### PROVIDED DATA
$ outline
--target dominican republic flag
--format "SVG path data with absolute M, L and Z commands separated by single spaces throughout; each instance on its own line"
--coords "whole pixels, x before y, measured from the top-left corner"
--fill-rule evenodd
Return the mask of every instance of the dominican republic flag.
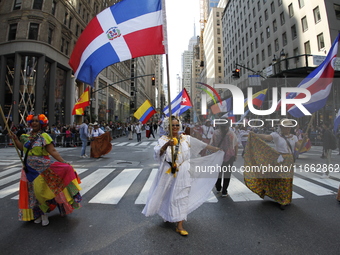
M 334 62 L 338 52 L 338 43 L 340 34 L 335 39 L 326 59 L 311 72 L 299 85 L 300 88 L 306 88 L 311 93 L 311 99 L 302 105 L 310 112 L 314 113 L 325 106 L 327 98 L 332 88 L 334 77 Z M 302 93 L 289 93 L 287 98 L 304 98 Z M 280 104 L 281 102 L 279 102 Z M 295 105 L 287 105 L 288 112 L 295 118 L 305 116 Z
M 93 86 L 107 66 L 166 53 L 164 38 L 162 0 L 122 0 L 90 21 L 73 49 L 69 65 L 76 79 Z
M 190 97 L 186 89 L 183 89 L 177 97 L 171 102 L 171 115 L 179 116 L 192 107 Z M 169 106 L 163 110 L 164 114 L 169 117 Z

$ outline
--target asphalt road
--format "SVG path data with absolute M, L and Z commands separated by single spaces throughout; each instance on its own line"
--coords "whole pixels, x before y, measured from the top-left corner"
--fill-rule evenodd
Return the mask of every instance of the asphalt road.
M 85 193 L 82 208 L 66 217 L 53 211 L 47 227 L 18 221 L 17 191 L 8 187 L 18 183 L 13 176 L 20 161 L 13 148 L 1 148 L 0 254 L 340 254 L 339 173 L 326 180 L 320 173 L 296 173 L 295 198 L 283 211 L 271 199 L 250 194 L 235 173 L 230 196 L 213 195 L 189 214 L 189 236 L 182 237 L 174 224 L 141 213 L 144 186 L 158 166 L 156 139 L 112 142 L 112 151 L 100 159 L 79 158 L 79 147 L 58 148 L 79 170 Z M 334 164 L 340 164 L 337 154 Z M 321 147 L 314 146 L 296 164 L 325 163 L 320 155 Z M 242 163 L 238 157 L 235 165 Z

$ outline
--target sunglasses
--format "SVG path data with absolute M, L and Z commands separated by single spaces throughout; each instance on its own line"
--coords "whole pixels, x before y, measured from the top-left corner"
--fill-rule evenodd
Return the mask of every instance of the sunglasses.
M 179 127 L 179 124 L 173 124 L 172 126 L 173 127 Z
M 40 122 L 39 120 L 31 120 L 31 122 Z

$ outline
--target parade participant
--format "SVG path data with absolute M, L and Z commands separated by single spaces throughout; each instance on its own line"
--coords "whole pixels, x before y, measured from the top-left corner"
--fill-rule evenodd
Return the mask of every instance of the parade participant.
M 294 126 L 291 120 L 282 119 L 280 124 L 280 131 L 269 135 L 249 133 L 244 166 L 245 169 L 253 167 L 251 168 L 253 171 L 244 172 L 244 182 L 251 191 L 261 198 L 268 196 L 274 199 L 284 210 L 285 206 L 292 202 L 294 175 L 292 165 L 298 139 L 290 132 Z M 271 148 L 263 140 L 273 141 L 275 148 Z M 267 170 L 255 171 L 254 166 L 261 166 L 262 170 L 267 167 Z M 274 168 L 279 170 L 274 171 Z
M 137 142 L 142 141 L 142 124 L 136 123 L 135 130 L 136 130 L 136 134 L 137 134 Z
M 11 135 L 18 149 L 25 153 L 19 188 L 19 220 L 47 226 L 47 213 L 56 207 L 66 215 L 80 207 L 80 180 L 77 173 L 54 148 L 52 138 L 44 132 L 48 119 L 44 114 L 29 115 L 32 128 L 20 140 Z M 52 161 L 51 155 L 57 161 Z
M 104 132 L 99 128 L 98 123 L 93 123 L 93 129 L 91 131 L 91 158 L 100 158 L 103 155 L 108 154 L 112 149 L 111 134 L 110 132 Z
M 193 168 L 220 164 L 224 153 L 219 151 L 197 158 L 204 148 L 214 152 L 219 149 L 188 135 L 180 135 L 181 122 L 176 117 L 169 122 L 169 118 L 165 118 L 163 127 L 167 133 L 172 129 L 173 138 L 160 137 L 154 148 L 154 157 L 160 166 L 142 213 L 145 216 L 158 214 L 164 221 L 177 223 L 176 232 L 186 236 L 188 232 L 183 228 L 183 221 L 207 200 L 218 175 L 216 171 L 210 178 L 195 176 Z M 174 147 L 171 149 L 171 146 Z
M 324 130 L 322 135 L 322 145 L 325 152 L 325 157 L 327 159 L 327 165 L 331 164 L 332 150 L 337 148 L 336 137 L 332 134 L 328 123 L 322 123 L 322 128 Z M 322 174 L 322 178 L 329 177 L 329 169 L 327 167 L 326 171 Z
M 227 171 L 220 172 L 215 187 L 217 193 L 222 191 L 222 197 L 227 197 L 231 176 L 231 167 L 233 166 L 234 161 L 236 161 L 238 151 L 238 140 L 236 134 L 230 128 L 230 122 L 223 125 L 218 125 L 218 129 L 214 131 L 214 134 L 211 138 L 210 145 L 218 147 L 224 151 L 221 169 L 227 169 Z
M 80 152 L 80 157 L 81 158 L 88 158 L 89 156 L 86 155 L 86 146 L 87 146 L 87 141 L 89 139 L 89 134 L 88 134 L 88 124 L 89 121 L 87 119 L 84 119 L 84 122 L 80 125 L 79 127 L 79 137 L 81 140 L 81 152 Z

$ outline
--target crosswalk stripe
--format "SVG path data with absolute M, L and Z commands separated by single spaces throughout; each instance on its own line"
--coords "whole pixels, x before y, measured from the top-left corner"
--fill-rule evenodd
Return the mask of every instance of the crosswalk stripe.
M 0 186 L 5 185 L 5 184 L 7 184 L 9 182 L 12 182 L 12 181 L 20 179 L 20 174 L 21 173 L 16 173 L 16 174 L 13 174 L 11 176 L 8 176 L 8 177 L 5 177 L 5 178 L 1 179 L 0 180 Z
M 329 189 L 326 189 L 324 187 L 321 187 L 317 184 L 306 181 L 299 177 L 295 177 L 293 179 L 293 184 L 317 196 L 325 196 L 325 195 L 334 194 L 334 192 Z
M 103 180 L 106 176 L 112 173 L 115 168 L 100 168 L 92 174 L 86 176 L 81 179 L 81 191 L 80 194 L 83 196 L 86 192 L 96 186 L 101 180 Z M 78 170 L 77 170 L 78 171 Z
M 145 205 L 146 204 L 146 200 L 148 198 L 149 190 L 151 188 L 153 180 L 156 177 L 157 171 L 158 171 L 157 168 L 154 168 L 154 169 L 151 170 L 149 178 L 145 182 L 142 191 L 139 193 L 139 196 L 137 197 L 135 204 L 137 204 L 137 205 Z
M 4 198 L 4 197 L 6 197 L 10 194 L 17 192 L 17 191 L 19 191 L 19 183 L 14 183 L 14 184 L 0 190 L 0 198 Z M 16 199 L 19 199 L 19 196 Z
M 20 167 L 12 167 L 10 169 L 7 169 L 6 171 L 1 172 L 0 177 L 9 175 L 9 174 L 14 173 L 18 170 L 21 170 L 21 168 Z
M 124 146 L 124 145 L 127 145 L 128 144 L 128 142 L 125 142 L 125 143 L 118 143 L 118 144 L 116 144 L 115 146 Z
M 142 142 L 142 143 L 140 143 L 139 146 L 146 146 L 146 145 L 149 145 L 149 143 L 150 143 L 150 142 Z
M 89 203 L 117 204 L 141 171 L 142 168 L 123 170 L 104 189 L 92 198 Z
M 81 175 L 88 171 L 88 168 L 75 168 L 78 175 Z M 103 203 L 103 204 L 117 204 L 121 198 L 125 195 L 126 191 L 132 185 L 134 180 L 140 174 L 143 168 L 126 168 L 119 173 L 111 182 L 99 191 L 89 203 Z M 4 198 L 13 194 L 19 190 L 20 179 L 20 167 L 13 167 L 0 172 L 0 186 L 9 184 L 9 186 L 0 189 L 0 198 Z M 89 190 L 97 186 L 103 179 L 110 175 L 115 168 L 99 168 L 81 179 L 81 194 L 85 195 Z M 152 185 L 152 182 L 157 175 L 157 168 L 151 170 L 141 192 L 138 194 L 135 204 L 145 204 L 148 196 L 148 192 Z M 242 173 L 240 173 L 242 174 Z M 15 183 L 11 184 L 11 182 Z M 312 182 L 311 182 L 312 181 Z M 326 185 L 326 186 L 322 186 Z M 319 176 L 309 176 L 308 179 L 295 176 L 293 179 L 293 188 L 299 187 L 307 192 L 316 196 L 333 195 L 334 189 L 339 188 L 339 182 L 334 179 L 321 179 Z M 333 188 L 333 190 L 331 190 Z M 242 179 L 238 179 L 235 175 L 231 176 L 229 196 L 234 202 L 241 201 L 257 201 L 262 200 L 257 194 L 250 191 L 246 185 L 244 185 Z M 293 199 L 303 198 L 304 196 L 293 192 Z M 18 195 L 11 199 L 18 199 Z M 210 193 L 207 200 L 209 203 L 218 202 L 214 192 Z
M 262 198 L 248 189 L 247 186 L 234 175 L 231 175 L 229 186 L 228 194 L 235 202 L 262 200 Z
M 136 146 L 138 143 L 130 143 L 127 146 Z

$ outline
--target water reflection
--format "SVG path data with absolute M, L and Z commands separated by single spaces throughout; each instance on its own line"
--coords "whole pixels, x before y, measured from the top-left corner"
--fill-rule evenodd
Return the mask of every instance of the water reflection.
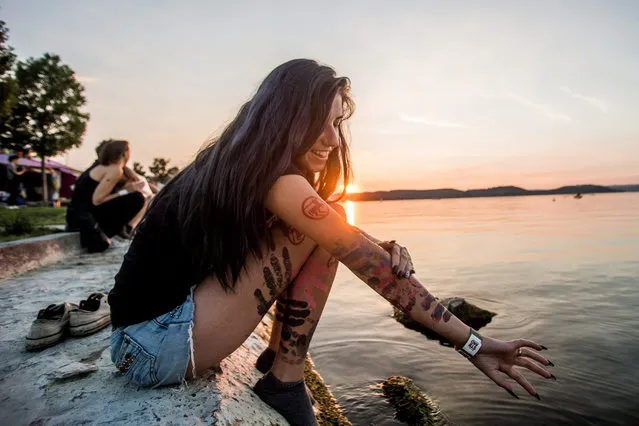
M 519 389 L 520 400 L 508 398 L 466 359 L 398 324 L 340 267 L 311 353 L 353 424 L 397 424 L 369 386 L 403 375 L 452 424 L 639 425 L 639 194 L 552 199 L 343 204 L 349 223 L 408 247 L 433 294 L 496 312 L 482 334 L 549 347 L 559 378 L 525 373 L 542 400 Z
M 353 201 L 345 201 L 344 209 L 346 210 L 346 221 L 355 226 L 355 203 Z

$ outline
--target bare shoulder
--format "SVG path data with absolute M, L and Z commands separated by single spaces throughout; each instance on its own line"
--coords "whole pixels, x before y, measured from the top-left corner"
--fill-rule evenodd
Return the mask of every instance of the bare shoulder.
M 279 205 L 291 198 L 297 198 L 315 190 L 308 181 L 299 175 L 280 176 L 266 196 L 266 202 L 270 205 Z
M 271 187 L 271 191 L 279 192 L 279 191 L 294 191 L 294 190 L 304 190 L 308 191 L 308 189 L 313 189 L 311 184 L 308 183 L 306 178 L 300 175 L 284 175 L 277 178 L 273 186 Z
M 122 174 L 122 168 L 117 164 L 110 164 L 108 166 L 99 165 L 89 173 L 91 178 L 97 181 L 102 181 L 103 179 L 119 180 Z

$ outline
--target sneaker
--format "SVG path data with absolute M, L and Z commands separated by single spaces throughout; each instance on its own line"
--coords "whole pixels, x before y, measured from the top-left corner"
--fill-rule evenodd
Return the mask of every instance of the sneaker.
M 86 336 L 111 324 L 111 308 L 107 295 L 92 293 L 87 300 L 71 310 L 69 332 L 72 336 Z
M 27 334 L 27 350 L 44 349 L 62 340 L 69 324 L 70 312 L 75 307 L 77 306 L 71 303 L 62 303 L 41 309 Z
M 124 225 L 122 230 L 118 232 L 118 237 L 123 240 L 132 240 L 133 239 L 133 228 L 130 225 Z

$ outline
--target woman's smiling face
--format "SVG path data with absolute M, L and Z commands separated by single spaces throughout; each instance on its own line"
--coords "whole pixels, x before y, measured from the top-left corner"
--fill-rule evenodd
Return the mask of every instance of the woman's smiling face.
M 339 126 L 343 117 L 342 95 L 337 93 L 333 98 L 331 111 L 311 149 L 295 159 L 295 164 L 303 170 L 318 173 L 324 170 L 329 154 L 340 144 Z

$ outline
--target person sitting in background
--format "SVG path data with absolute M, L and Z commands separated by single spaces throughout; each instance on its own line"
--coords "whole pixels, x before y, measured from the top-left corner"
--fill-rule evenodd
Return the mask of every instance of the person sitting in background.
M 51 190 L 49 192 L 51 207 L 60 207 L 60 172 L 54 168 L 50 168 L 49 177 L 51 181 Z
M 106 250 L 114 235 L 130 238 L 145 212 L 139 182 L 128 181 L 124 188 L 112 192 L 129 157 L 127 141 L 109 141 L 99 150 L 98 161 L 76 181 L 67 209 L 67 229 L 80 231 L 82 245 L 89 252 Z
M 26 170 L 18 166 L 18 161 L 20 161 L 20 157 L 14 154 L 9 156 L 9 164 L 7 164 L 7 192 L 9 193 L 7 204 L 10 206 L 24 203 L 20 197 L 20 176 Z
M 108 145 L 112 141 L 113 140 L 111 139 L 104 140 L 98 144 L 98 146 L 95 148 L 95 153 L 98 155 L 98 157 L 100 157 L 100 150 L 102 150 L 102 148 L 104 148 L 106 145 Z M 98 160 L 95 160 L 94 163 L 92 164 L 92 167 L 97 164 L 98 164 Z M 122 171 L 123 171 L 122 177 L 113 188 L 113 192 L 117 192 L 123 189 L 127 185 L 127 182 L 138 182 L 136 184 L 136 187 L 142 193 L 142 195 L 144 195 L 144 198 L 148 201 L 149 199 L 151 199 L 151 197 L 153 197 L 153 195 L 157 194 L 157 192 L 159 191 L 158 187 L 154 183 L 149 182 L 144 176 L 139 175 L 138 173 L 133 171 L 133 169 L 131 169 L 129 166 L 124 166 Z

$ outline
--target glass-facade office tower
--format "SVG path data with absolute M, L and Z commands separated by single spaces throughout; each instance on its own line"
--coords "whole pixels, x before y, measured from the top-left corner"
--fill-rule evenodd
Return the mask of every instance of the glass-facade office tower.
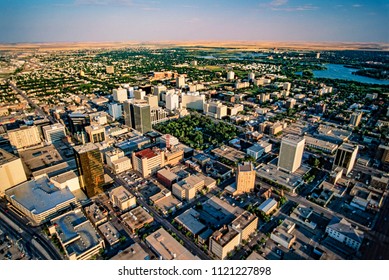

### EXERCISE DIRECTIONS
Please output the lines of the listing above that fall in the stretch from the one with "Return the mask of every instance of the bare" through the one with "--target sneaker", exactly and only those.

### FINISHED EXERCISE
Return the mask of every instance of the bare shoulder.
M 279 205 L 291 198 L 297 198 L 315 190 L 308 181 L 299 175 L 280 176 L 266 196 L 266 202 L 270 205 Z
M 271 187 L 271 191 L 279 192 L 279 191 L 294 191 L 294 190 L 304 190 L 308 191 L 308 189 L 313 189 L 311 184 L 308 183 L 306 178 L 300 175 L 284 175 L 277 178 L 273 186 Z
M 122 174 L 122 168 L 117 164 L 110 164 L 108 166 L 99 165 L 89 173 L 91 178 L 97 181 L 102 181 L 103 179 L 119 180 Z

$ outline
--target sneaker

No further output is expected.